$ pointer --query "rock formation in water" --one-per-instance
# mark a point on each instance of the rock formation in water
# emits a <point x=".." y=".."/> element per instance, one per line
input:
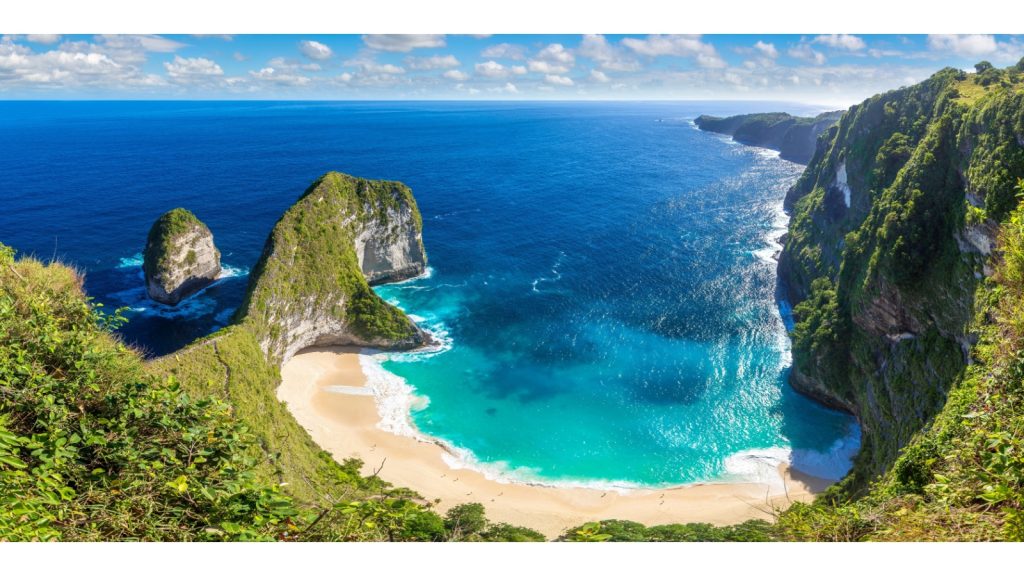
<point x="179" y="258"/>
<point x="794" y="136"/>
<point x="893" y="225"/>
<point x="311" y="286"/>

...

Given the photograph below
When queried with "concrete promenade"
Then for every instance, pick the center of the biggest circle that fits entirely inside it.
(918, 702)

**Stated task**
Find every line in the items above that contains the string "instance" and copy each one. Case counts.

**Completed exercise**
$ pointer --query "rock formation in water" --one-per-instance
# mark a point on each instance of the rock formation in water
# emits a <point x=".." y=".."/> element per instance, one per line
Then for every instance, pick the center of the biggest circle that fits entirely inside it.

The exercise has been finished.